### [Task goal]
Given the entries that follow, write out exactly the lines starting at the one containing "Target: calm sea water" and ending at the one containing "Objective: locate each instance of the rocky", both ends included, and only those.

### [Records supplied]
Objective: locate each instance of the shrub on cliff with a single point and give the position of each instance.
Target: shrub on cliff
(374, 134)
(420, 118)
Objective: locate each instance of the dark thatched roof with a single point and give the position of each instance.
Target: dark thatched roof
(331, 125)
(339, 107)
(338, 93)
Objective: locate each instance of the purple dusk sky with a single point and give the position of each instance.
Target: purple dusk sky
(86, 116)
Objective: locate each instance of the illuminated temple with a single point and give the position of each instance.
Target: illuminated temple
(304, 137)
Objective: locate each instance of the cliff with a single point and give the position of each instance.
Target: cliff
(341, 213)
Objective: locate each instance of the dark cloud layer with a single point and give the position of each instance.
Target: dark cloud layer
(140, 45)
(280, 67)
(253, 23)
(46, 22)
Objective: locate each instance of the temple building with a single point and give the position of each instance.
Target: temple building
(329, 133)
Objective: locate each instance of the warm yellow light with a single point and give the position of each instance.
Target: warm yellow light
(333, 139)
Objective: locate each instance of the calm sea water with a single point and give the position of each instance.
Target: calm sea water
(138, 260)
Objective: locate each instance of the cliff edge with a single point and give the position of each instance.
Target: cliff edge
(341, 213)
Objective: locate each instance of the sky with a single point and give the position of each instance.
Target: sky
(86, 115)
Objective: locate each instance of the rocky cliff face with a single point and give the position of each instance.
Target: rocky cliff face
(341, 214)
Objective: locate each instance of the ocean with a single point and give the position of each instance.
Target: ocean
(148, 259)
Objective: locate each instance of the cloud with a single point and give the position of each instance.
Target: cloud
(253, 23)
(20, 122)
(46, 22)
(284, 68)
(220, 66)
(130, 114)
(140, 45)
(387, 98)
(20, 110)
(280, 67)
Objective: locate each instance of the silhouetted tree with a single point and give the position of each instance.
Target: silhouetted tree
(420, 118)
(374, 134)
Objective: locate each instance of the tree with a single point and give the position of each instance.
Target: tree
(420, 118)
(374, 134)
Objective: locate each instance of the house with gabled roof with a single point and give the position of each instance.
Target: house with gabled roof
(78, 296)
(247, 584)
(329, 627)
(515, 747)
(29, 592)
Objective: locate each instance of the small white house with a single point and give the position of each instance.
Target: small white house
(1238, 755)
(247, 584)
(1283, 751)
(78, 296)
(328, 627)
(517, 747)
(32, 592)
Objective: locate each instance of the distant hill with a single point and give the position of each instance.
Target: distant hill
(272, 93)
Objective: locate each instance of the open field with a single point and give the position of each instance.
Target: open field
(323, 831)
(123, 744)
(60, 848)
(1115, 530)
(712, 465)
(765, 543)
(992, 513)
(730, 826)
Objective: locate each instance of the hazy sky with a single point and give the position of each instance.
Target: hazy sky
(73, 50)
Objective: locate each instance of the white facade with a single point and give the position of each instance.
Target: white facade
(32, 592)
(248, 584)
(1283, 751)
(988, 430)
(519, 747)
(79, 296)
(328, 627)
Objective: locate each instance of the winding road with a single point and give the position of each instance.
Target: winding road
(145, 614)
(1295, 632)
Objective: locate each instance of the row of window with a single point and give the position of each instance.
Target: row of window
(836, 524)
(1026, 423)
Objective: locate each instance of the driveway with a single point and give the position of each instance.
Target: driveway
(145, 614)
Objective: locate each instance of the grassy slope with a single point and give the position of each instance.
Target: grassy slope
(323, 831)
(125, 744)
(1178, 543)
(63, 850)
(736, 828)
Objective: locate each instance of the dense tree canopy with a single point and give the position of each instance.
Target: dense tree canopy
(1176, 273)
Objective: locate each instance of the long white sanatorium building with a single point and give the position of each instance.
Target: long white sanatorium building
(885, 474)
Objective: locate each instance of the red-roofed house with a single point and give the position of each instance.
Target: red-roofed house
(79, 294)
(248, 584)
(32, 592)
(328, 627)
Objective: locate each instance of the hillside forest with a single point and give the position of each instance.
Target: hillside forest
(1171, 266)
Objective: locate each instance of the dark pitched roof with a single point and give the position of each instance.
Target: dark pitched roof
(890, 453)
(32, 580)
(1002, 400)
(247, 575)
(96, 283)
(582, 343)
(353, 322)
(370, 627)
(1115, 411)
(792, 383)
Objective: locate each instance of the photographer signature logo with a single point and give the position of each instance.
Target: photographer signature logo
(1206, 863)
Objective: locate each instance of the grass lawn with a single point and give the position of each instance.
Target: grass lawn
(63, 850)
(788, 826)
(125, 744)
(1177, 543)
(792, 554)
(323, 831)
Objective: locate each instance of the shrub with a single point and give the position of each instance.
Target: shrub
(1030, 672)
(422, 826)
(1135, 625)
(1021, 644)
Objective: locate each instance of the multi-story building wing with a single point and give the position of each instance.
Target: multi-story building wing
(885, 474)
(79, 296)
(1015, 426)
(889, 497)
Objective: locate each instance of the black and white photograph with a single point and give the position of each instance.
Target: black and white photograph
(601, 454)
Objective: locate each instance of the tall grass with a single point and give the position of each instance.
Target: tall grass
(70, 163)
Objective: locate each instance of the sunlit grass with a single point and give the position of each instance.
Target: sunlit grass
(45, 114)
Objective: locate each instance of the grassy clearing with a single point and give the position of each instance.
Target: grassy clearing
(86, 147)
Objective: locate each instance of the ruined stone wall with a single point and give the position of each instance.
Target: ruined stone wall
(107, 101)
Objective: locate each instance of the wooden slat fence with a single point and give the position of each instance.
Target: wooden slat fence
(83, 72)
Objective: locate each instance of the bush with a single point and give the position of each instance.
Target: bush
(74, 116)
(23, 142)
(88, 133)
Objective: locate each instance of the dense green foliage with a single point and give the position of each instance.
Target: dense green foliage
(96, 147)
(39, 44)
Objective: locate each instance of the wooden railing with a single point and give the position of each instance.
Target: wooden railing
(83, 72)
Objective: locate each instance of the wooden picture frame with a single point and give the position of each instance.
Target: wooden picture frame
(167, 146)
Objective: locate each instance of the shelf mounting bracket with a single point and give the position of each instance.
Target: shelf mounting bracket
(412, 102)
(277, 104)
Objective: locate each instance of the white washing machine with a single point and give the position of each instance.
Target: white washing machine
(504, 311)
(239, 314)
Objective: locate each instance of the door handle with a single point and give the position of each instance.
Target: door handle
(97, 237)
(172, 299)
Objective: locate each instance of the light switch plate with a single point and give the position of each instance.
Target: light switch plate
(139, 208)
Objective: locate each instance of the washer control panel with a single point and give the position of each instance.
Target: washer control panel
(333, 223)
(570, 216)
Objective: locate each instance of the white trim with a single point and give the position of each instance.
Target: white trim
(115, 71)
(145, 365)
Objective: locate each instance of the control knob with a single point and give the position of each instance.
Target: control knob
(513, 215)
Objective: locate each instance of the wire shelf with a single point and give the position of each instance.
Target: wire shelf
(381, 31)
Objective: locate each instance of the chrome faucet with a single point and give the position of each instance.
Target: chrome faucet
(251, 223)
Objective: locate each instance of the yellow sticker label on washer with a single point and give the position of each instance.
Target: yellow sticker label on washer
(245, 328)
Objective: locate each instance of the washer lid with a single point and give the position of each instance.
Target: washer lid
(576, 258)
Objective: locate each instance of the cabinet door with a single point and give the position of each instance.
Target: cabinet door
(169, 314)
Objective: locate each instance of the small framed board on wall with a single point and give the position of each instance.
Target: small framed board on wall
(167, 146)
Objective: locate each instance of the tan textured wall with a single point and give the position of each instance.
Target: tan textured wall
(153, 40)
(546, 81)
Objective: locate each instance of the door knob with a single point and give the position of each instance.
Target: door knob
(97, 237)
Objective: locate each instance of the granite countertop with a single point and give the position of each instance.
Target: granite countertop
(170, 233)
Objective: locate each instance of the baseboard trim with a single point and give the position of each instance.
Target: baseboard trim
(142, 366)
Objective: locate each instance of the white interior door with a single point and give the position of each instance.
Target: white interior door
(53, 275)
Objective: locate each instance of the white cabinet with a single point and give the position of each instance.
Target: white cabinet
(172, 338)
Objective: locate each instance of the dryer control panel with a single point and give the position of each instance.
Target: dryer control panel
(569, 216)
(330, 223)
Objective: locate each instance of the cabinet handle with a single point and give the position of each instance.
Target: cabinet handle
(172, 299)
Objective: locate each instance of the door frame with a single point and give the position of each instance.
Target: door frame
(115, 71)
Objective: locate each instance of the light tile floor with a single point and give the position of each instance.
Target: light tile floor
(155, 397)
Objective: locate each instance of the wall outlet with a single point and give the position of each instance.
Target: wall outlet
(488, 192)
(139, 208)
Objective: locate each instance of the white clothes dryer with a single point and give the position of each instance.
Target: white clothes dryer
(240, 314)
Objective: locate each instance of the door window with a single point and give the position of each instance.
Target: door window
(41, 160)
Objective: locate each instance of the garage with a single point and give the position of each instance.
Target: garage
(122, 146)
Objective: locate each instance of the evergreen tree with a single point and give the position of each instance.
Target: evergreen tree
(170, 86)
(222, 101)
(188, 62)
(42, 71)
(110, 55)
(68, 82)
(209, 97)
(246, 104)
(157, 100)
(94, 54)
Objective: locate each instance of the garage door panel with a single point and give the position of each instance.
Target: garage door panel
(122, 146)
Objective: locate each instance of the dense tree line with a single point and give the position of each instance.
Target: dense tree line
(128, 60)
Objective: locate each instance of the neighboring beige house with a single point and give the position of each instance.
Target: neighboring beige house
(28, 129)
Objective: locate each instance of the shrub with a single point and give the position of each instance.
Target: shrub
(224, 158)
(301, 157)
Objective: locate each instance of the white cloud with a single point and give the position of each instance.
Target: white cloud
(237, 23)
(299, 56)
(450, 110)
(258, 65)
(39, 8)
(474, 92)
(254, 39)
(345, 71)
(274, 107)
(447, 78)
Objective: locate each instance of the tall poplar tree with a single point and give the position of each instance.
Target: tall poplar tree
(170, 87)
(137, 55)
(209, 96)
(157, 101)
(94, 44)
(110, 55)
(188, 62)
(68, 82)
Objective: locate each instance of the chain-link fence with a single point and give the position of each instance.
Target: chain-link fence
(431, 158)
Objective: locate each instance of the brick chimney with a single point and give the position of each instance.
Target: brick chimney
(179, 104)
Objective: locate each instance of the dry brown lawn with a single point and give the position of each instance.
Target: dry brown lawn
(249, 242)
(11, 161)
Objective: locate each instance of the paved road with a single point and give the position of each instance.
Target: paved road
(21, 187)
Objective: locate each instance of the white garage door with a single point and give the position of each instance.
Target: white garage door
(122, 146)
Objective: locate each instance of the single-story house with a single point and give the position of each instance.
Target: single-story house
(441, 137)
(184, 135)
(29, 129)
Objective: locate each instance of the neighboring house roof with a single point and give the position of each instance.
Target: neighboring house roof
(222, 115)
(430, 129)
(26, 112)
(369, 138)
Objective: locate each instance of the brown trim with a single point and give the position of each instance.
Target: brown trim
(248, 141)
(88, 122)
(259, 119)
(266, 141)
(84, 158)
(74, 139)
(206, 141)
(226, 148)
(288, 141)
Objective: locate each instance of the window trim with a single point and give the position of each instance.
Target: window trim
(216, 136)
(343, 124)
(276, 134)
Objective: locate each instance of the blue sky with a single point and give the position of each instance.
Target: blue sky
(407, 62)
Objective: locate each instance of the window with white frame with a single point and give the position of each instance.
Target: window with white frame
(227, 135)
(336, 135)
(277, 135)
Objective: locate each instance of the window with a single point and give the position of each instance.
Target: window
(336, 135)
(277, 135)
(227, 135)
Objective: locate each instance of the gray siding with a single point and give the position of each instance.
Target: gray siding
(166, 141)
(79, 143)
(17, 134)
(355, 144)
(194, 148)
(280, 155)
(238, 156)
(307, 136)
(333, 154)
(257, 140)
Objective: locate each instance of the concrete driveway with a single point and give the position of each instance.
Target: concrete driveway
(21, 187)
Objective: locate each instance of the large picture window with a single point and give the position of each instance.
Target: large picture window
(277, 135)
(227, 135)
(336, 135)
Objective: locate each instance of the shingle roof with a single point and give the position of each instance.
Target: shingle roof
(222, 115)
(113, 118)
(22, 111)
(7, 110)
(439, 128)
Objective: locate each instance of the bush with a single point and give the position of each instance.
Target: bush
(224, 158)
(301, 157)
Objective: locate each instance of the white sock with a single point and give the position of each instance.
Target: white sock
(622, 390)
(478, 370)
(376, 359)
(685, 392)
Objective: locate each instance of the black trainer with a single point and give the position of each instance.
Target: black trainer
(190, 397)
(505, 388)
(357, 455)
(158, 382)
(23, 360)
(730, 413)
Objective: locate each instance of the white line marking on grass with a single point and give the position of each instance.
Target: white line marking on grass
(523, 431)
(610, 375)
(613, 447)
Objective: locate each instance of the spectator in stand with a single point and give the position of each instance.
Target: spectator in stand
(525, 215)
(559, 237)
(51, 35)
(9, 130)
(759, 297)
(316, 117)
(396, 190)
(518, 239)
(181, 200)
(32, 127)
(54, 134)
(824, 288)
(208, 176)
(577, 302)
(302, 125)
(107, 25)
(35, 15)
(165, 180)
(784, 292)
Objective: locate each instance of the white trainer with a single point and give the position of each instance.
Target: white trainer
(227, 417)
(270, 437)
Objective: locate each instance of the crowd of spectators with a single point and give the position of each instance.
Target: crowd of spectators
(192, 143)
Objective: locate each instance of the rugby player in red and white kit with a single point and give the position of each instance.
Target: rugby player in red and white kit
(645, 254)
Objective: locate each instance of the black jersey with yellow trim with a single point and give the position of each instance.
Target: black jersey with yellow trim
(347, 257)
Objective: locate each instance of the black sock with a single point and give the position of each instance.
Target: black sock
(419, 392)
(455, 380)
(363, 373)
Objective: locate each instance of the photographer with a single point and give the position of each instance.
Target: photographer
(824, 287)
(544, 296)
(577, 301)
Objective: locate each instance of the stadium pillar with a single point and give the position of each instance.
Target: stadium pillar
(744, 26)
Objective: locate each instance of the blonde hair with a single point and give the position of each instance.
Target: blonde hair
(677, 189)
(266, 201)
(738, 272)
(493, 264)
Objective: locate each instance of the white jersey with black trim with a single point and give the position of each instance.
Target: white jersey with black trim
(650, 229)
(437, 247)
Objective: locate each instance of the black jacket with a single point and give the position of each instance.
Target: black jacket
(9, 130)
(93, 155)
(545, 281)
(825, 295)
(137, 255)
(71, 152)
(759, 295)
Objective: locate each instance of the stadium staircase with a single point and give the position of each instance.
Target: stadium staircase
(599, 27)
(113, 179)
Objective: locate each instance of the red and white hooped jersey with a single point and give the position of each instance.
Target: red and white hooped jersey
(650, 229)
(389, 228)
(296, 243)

### [Response]
Target: calm sea water
(138, 260)
Objective: locate each instance of the cliff edge with a single point and give the position of each instance.
Target: cliff edge
(341, 213)
Objective: locate each instance of the sky with a single point and give the position of each instance.
Target: sky
(86, 115)
Objective: locate each instance of the rocky cliff face with a single point and give the position of each instance.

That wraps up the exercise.